Write down every entry below once more, exactly.

▬▬▬▬▬▬

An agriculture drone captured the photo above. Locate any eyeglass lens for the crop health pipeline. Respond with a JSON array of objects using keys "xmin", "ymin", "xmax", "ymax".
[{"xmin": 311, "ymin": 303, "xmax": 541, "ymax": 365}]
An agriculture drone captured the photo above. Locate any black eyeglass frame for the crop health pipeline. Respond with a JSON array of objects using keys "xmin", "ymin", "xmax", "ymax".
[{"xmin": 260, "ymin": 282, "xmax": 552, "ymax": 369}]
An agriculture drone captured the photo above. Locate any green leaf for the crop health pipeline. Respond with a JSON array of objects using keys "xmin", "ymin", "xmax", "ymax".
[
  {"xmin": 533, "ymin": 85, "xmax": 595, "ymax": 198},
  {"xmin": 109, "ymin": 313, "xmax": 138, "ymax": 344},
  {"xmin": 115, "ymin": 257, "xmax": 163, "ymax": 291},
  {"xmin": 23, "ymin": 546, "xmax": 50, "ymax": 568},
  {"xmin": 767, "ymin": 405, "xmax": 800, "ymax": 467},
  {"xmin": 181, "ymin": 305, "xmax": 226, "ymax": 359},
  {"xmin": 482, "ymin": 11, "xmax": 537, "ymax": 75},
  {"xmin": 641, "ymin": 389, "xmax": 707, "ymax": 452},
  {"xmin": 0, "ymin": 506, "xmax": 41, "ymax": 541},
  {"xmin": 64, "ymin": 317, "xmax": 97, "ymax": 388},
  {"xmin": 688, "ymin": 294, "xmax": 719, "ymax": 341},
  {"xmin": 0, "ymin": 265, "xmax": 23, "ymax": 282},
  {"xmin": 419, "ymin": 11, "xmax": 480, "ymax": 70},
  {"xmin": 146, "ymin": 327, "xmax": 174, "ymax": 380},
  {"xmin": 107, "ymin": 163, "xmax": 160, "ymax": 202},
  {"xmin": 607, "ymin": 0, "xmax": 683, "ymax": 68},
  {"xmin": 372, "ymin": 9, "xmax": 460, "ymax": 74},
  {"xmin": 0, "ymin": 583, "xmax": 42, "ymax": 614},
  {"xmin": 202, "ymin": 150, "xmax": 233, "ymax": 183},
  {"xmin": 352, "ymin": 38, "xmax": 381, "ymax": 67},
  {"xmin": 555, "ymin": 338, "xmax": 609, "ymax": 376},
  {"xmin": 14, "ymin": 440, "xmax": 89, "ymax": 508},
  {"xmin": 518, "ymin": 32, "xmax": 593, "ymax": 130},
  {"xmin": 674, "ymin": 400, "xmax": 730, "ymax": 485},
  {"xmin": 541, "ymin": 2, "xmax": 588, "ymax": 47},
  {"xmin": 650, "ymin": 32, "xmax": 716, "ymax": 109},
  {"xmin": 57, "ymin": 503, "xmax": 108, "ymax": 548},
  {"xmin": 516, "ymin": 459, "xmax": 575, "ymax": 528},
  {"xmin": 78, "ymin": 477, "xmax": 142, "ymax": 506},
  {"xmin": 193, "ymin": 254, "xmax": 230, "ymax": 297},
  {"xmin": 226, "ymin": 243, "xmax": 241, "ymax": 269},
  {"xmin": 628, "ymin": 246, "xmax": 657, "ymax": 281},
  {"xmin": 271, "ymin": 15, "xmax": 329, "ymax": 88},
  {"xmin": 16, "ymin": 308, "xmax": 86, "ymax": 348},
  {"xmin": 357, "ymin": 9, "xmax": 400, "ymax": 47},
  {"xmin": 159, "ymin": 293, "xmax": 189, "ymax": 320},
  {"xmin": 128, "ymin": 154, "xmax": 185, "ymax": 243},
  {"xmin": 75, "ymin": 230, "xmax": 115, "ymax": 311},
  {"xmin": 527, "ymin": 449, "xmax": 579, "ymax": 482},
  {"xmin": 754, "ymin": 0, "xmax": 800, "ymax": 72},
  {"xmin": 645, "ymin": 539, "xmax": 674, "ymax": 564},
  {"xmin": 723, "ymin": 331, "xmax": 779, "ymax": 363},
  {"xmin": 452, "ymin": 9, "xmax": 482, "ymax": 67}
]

▬▬▬▬▬▬

• Answer space:
An agriculture drone captured the photo above. Locate any eyeglass lens for the crop health pipeline. Respond with a JSON array of objects using keys "xmin", "ymin", "xmax", "ymax".
[{"xmin": 311, "ymin": 303, "xmax": 541, "ymax": 365}]
An agriculture drone captured the photo above. Locate any black eyeglass frame for the crop health pipeline. Respond with a JSON array of objects using keys "xmin", "ymin", "xmax", "ymax".
[{"xmin": 260, "ymin": 282, "xmax": 552, "ymax": 369}]
An agriculture drone captured the photo above. Locate any green leaf for the crop health pipeline. Respond with a JSON array of objects using keys "xmin", "ymin", "xmax", "ymax".
[
  {"xmin": 533, "ymin": 85, "xmax": 595, "ymax": 198},
  {"xmin": 109, "ymin": 313, "xmax": 138, "ymax": 344},
  {"xmin": 115, "ymin": 257, "xmax": 163, "ymax": 291},
  {"xmin": 23, "ymin": 546, "xmax": 50, "ymax": 568},
  {"xmin": 767, "ymin": 405, "xmax": 800, "ymax": 467},
  {"xmin": 181, "ymin": 305, "xmax": 226, "ymax": 359},
  {"xmin": 482, "ymin": 11, "xmax": 537, "ymax": 75},
  {"xmin": 641, "ymin": 389, "xmax": 707, "ymax": 452},
  {"xmin": 0, "ymin": 506, "xmax": 41, "ymax": 541},
  {"xmin": 64, "ymin": 317, "xmax": 97, "ymax": 388},
  {"xmin": 688, "ymin": 294, "xmax": 719, "ymax": 341},
  {"xmin": 0, "ymin": 265, "xmax": 23, "ymax": 282},
  {"xmin": 419, "ymin": 11, "xmax": 480, "ymax": 70},
  {"xmin": 146, "ymin": 327, "xmax": 174, "ymax": 380},
  {"xmin": 107, "ymin": 163, "xmax": 160, "ymax": 202},
  {"xmin": 607, "ymin": 0, "xmax": 683, "ymax": 68},
  {"xmin": 372, "ymin": 9, "xmax": 460, "ymax": 74},
  {"xmin": 0, "ymin": 583, "xmax": 42, "ymax": 614},
  {"xmin": 202, "ymin": 150, "xmax": 233, "ymax": 183},
  {"xmin": 352, "ymin": 38, "xmax": 381, "ymax": 67},
  {"xmin": 555, "ymin": 338, "xmax": 609, "ymax": 376},
  {"xmin": 14, "ymin": 440, "xmax": 89, "ymax": 508},
  {"xmin": 518, "ymin": 32, "xmax": 593, "ymax": 130},
  {"xmin": 674, "ymin": 400, "xmax": 730, "ymax": 485},
  {"xmin": 541, "ymin": 2, "xmax": 588, "ymax": 47},
  {"xmin": 650, "ymin": 32, "xmax": 716, "ymax": 109},
  {"xmin": 57, "ymin": 503, "xmax": 108, "ymax": 548},
  {"xmin": 516, "ymin": 459, "xmax": 575, "ymax": 528},
  {"xmin": 78, "ymin": 477, "xmax": 142, "ymax": 506},
  {"xmin": 193, "ymin": 254, "xmax": 230, "ymax": 297},
  {"xmin": 226, "ymin": 243, "xmax": 241, "ymax": 269},
  {"xmin": 628, "ymin": 246, "xmax": 657, "ymax": 281},
  {"xmin": 271, "ymin": 15, "xmax": 329, "ymax": 88},
  {"xmin": 16, "ymin": 308, "xmax": 86, "ymax": 348},
  {"xmin": 357, "ymin": 9, "xmax": 400, "ymax": 47},
  {"xmin": 159, "ymin": 293, "xmax": 189, "ymax": 320},
  {"xmin": 128, "ymin": 154, "xmax": 185, "ymax": 243},
  {"xmin": 75, "ymin": 230, "xmax": 115, "ymax": 311},
  {"xmin": 527, "ymin": 449, "xmax": 579, "ymax": 482},
  {"xmin": 754, "ymin": 0, "xmax": 800, "ymax": 72},
  {"xmin": 645, "ymin": 539, "xmax": 674, "ymax": 564},
  {"xmin": 723, "ymin": 331, "xmax": 779, "ymax": 363},
  {"xmin": 452, "ymin": 9, "xmax": 482, "ymax": 67}
]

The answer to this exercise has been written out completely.